Position annotation records
══════════════════════════════
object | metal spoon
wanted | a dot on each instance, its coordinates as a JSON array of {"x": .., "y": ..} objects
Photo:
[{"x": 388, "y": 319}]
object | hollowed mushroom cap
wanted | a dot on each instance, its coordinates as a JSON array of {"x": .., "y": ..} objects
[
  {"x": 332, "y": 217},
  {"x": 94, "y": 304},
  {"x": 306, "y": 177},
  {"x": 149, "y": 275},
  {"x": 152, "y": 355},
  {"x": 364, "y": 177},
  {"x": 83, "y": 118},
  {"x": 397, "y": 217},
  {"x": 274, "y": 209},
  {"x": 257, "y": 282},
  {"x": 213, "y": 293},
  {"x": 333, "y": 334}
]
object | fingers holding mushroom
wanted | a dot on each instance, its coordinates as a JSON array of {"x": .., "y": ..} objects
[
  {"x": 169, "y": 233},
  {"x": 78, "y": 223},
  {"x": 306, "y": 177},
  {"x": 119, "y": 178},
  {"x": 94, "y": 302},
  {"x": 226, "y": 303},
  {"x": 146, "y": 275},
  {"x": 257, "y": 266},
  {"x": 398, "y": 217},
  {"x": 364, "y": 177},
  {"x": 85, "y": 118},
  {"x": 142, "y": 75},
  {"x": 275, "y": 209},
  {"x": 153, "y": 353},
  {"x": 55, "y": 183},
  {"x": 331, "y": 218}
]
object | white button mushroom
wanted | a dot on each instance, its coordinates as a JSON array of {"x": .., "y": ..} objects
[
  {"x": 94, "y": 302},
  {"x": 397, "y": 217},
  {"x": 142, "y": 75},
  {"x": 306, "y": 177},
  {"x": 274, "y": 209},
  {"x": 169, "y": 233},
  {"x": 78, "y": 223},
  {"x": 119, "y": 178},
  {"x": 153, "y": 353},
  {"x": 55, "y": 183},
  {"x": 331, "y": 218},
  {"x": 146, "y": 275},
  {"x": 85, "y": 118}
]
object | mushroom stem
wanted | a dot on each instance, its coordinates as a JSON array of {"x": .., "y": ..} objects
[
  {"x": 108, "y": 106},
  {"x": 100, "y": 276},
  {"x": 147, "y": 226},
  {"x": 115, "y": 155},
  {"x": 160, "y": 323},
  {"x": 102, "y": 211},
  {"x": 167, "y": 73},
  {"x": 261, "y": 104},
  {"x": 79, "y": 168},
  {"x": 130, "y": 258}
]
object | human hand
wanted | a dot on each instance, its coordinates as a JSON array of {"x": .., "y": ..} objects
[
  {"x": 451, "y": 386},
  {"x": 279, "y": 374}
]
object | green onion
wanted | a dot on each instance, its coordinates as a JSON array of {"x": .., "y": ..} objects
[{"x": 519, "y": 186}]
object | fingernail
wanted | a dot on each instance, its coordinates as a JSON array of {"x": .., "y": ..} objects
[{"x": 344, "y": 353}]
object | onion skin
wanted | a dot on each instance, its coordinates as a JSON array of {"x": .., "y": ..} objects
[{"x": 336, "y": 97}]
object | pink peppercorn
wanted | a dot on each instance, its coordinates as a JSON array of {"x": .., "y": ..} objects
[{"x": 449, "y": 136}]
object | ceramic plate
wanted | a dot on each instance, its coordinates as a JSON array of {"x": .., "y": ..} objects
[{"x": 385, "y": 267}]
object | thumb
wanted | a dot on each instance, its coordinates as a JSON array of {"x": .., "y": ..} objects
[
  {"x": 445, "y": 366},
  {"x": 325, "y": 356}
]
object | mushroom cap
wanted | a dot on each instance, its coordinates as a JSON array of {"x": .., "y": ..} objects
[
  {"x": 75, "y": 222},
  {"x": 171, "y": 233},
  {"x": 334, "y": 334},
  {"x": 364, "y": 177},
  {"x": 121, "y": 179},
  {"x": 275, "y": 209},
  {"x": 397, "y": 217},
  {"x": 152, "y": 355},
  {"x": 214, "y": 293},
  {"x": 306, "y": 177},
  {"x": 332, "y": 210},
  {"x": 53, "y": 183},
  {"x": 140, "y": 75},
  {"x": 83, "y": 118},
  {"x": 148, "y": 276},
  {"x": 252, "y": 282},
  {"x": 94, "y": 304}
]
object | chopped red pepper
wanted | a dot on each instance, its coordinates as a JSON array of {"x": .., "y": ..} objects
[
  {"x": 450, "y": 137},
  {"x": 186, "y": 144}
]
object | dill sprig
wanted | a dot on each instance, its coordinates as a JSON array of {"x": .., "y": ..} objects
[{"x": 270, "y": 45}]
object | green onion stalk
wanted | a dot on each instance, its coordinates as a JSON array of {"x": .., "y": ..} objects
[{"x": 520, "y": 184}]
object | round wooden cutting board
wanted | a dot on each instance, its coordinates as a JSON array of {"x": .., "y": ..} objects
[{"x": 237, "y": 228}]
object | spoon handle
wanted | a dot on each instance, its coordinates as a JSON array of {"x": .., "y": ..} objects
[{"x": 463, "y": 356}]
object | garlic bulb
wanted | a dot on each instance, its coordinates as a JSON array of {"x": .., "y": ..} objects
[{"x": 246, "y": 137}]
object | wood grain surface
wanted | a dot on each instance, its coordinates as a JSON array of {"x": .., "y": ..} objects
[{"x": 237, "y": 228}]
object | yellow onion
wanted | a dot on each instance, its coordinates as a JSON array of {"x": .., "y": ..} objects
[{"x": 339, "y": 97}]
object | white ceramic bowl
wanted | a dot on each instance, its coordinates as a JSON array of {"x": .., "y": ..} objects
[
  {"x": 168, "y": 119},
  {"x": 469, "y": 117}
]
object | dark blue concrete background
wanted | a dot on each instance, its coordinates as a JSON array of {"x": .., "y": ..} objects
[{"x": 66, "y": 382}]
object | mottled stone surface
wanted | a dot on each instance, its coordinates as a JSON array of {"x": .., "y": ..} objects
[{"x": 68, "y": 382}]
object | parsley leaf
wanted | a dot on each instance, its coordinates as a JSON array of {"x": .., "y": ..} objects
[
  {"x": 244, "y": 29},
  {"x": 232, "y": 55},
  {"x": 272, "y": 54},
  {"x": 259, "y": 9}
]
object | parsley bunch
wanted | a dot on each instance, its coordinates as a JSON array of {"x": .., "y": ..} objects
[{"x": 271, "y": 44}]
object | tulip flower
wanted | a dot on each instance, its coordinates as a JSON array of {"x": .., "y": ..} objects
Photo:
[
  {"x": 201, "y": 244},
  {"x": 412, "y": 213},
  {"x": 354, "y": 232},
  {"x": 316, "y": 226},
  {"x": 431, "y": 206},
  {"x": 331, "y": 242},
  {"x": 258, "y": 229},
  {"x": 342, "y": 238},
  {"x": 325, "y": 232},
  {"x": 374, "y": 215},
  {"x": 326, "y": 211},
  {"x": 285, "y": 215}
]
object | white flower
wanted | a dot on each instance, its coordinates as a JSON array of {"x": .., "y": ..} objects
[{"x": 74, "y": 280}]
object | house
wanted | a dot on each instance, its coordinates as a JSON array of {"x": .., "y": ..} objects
══════════════════════════════
WHAT THE TASK REQUIRES:
The entries above must be returned exactly.

FINISHED ANSWER:
object | metal spoon
wanted | a dot on each instance, its coordinates as a JSON array of {"x": .., "y": ..} objects
Photo:
[{"x": 388, "y": 319}]
object | hollowed mushroom cap
wanted | a dot on each instance, its coordinates as a JSON array of {"x": .., "y": ..} objects
[
  {"x": 332, "y": 217},
  {"x": 94, "y": 304},
  {"x": 306, "y": 177},
  {"x": 149, "y": 275},
  {"x": 152, "y": 355},
  {"x": 364, "y": 177},
  {"x": 83, "y": 118},
  {"x": 397, "y": 217},
  {"x": 274, "y": 209},
  {"x": 257, "y": 282},
  {"x": 213, "y": 293},
  {"x": 333, "y": 334}
]
object | fingers holding mushroom
wanted | a dot on each instance, its coordinates as a JSON array of {"x": .., "y": ..} objects
[
  {"x": 169, "y": 233},
  {"x": 78, "y": 223},
  {"x": 306, "y": 177},
  {"x": 119, "y": 178},
  {"x": 94, "y": 302},
  {"x": 226, "y": 303},
  {"x": 146, "y": 275},
  {"x": 257, "y": 266},
  {"x": 398, "y": 217},
  {"x": 364, "y": 177},
  {"x": 85, "y": 118},
  {"x": 142, "y": 75},
  {"x": 275, "y": 209},
  {"x": 153, "y": 353},
  {"x": 55, "y": 183},
  {"x": 331, "y": 218}
]
object | white button mushroom
wanted | a dot on each instance, its coordinates as a JSON array of {"x": .., "y": ..} objects
[
  {"x": 94, "y": 302},
  {"x": 397, "y": 217},
  {"x": 142, "y": 75},
  {"x": 306, "y": 177},
  {"x": 274, "y": 209},
  {"x": 169, "y": 233},
  {"x": 78, "y": 223},
  {"x": 119, "y": 178},
  {"x": 153, "y": 353},
  {"x": 55, "y": 183},
  {"x": 331, "y": 218},
  {"x": 146, "y": 275},
  {"x": 85, "y": 118}
]
object | mushroom stem
wanted | a dot on each instance, its coordinates as a JSON array of {"x": .., "y": ..} objects
[
  {"x": 108, "y": 106},
  {"x": 100, "y": 276},
  {"x": 147, "y": 226},
  {"x": 115, "y": 155},
  {"x": 160, "y": 323},
  {"x": 102, "y": 211},
  {"x": 167, "y": 73},
  {"x": 261, "y": 104},
  {"x": 79, "y": 168},
  {"x": 130, "y": 258}
]
object | human hand
wanted | a dot on each instance, its coordinates as a JSON array of {"x": .., "y": ..} objects
[
  {"x": 451, "y": 386},
  {"x": 279, "y": 374}
]
object | green onion
wanted | a dot on each instance, its coordinates as a JSON array of {"x": .., "y": ..} objects
[{"x": 519, "y": 186}]
object | fingernail
wanted | a dot on each instance, its coordinates as a JSON array of {"x": .., "y": ..} objects
[{"x": 344, "y": 353}]
object | onion skin
wanted | a dot on each instance, its coordinates as a JSON array of {"x": .., "y": ..} objects
[{"x": 336, "y": 97}]
object | pink peppercorn
wanted | a dot on each instance, its coordinates as a JSON array of {"x": .., "y": ..} objects
[{"x": 449, "y": 136}]
object | ceramic plate
wanted | a dot on each instance, its coordinates as a JSON array of {"x": .., "y": ..} objects
[{"x": 385, "y": 267}]
object | thumb
wanted | a dot on each instance, its coordinates as a JSON array of {"x": .., "y": ..} objects
[
  {"x": 445, "y": 366},
  {"x": 325, "y": 356}
]
object | mushroom cap
wanted | a dot on each instance, its coordinates as a JSON array of {"x": .., "y": ..} objects
[
  {"x": 75, "y": 222},
  {"x": 171, "y": 233},
  {"x": 334, "y": 334},
  {"x": 364, "y": 177},
  {"x": 121, "y": 179},
  {"x": 275, "y": 209},
  {"x": 397, "y": 217},
  {"x": 152, "y": 355},
  {"x": 214, "y": 293},
  {"x": 306, "y": 177},
  {"x": 332, "y": 210},
  {"x": 53, "y": 183},
  {"x": 140, "y": 75},
  {"x": 83, "y": 118},
  {"x": 148, "y": 276},
  {"x": 252, "y": 282},
  {"x": 94, "y": 304}
]
object | chopped red pepper
wanted | a dot on each instance, its coordinates as a JSON array of {"x": .., "y": ..} objects
[
  {"x": 450, "y": 137},
  {"x": 186, "y": 144}
]
object | dill sprig
wanted | a dot on each instance, its coordinates as a JSON array of {"x": .., "y": ..} objects
[{"x": 270, "y": 45}]
object | green onion stalk
wanted | a dot on each instance, its coordinates as a JSON array of {"x": .., "y": ..} objects
[{"x": 520, "y": 184}]
object | round wooden cutting board
wanted | a dot on each instance, its coordinates as a JSON array of {"x": .., "y": ..} objects
[{"x": 237, "y": 228}]
object | spoon handle
wanted | a dot on each instance, its coordinates as a JSON array of {"x": .., "y": ..} objects
[{"x": 463, "y": 356}]
object | garlic bulb
wanted | a dot on each instance, its coordinates as a JSON array of {"x": .., "y": ..} objects
[{"x": 246, "y": 137}]
object | wood grain surface
wanted | a dot on each instance, its coordinates as a JSON array of {"x": .., "y": ..} objects
[{"x": 237, "y": 228}]
object | yellow onion
wanted | a dot on each instance, its coordinates as a JSON array of {"x": .., "y": ..} objects
[{"x": 339, "y": 97}]
object | white ceramic bowl
wanted | a dot on each instance, its coordinates as a JSON array of {"x": .., "y": ..} objects
[
  {"x": 168, "y": 119},
  {"x": 469, "y": 117}
]
object | dark blue concrete background
wanted | a dot on each instance, its coordinates as a JSON array of {"x": .., "y": ..} objects
[{"x": 66, "y": 382}]
object | mottled stone surface
wanted | a dot on each instance, its coordinates as a JSON array of {"x": .., "y": ..} objects
[{"x": 68, "y": 382}]
object | parsley leaf
wanted | a dot on each instance, its coordinates as a JSON array of {"x": .., "y": ..} objects
[
  {"x": 244, "y": 29},
  {"x": 232, "y": 55},
  {"x": 272, "y": 54},
  {"x": 259, "y": 9}
]
object | parsley bunch
wanted | a dot on each instance, its coordinates as a JSON array of {"x": .., "y": ..} objects
[{"x": 271, "y": 44}]
object | tulip flower
wanted | a dot on each instance, its coordinates as a JSON array of {"x": .., "y": ..} objects
Photo:
[
  {"x": 201, "y": 244},
  {"x": 412, "y": 213},
  {"x": 354, "y": 232},
  {"x": 316, "y": 226},
  {"x": 431, "y": 206},
  {"x": 331, "y": 242},
  {"x": 258, "y": 229},
  {"x": 342, "y": 238},
  {"x": 325, "y": 232},
  {"x": 374, "y": 215},
  {"x": 326, "y": 211},
  {"x": 285, "y": 215}
]
object | white flower
wanted | a dot on each instance, its coordinates as a JSON array of {"x": .., "y": ..} objects
[{"x": 74, "y": 280}]
object | house
wanted | a dot on each instance, its coordinates as a JSON array of {"x": .., "y": ..} objects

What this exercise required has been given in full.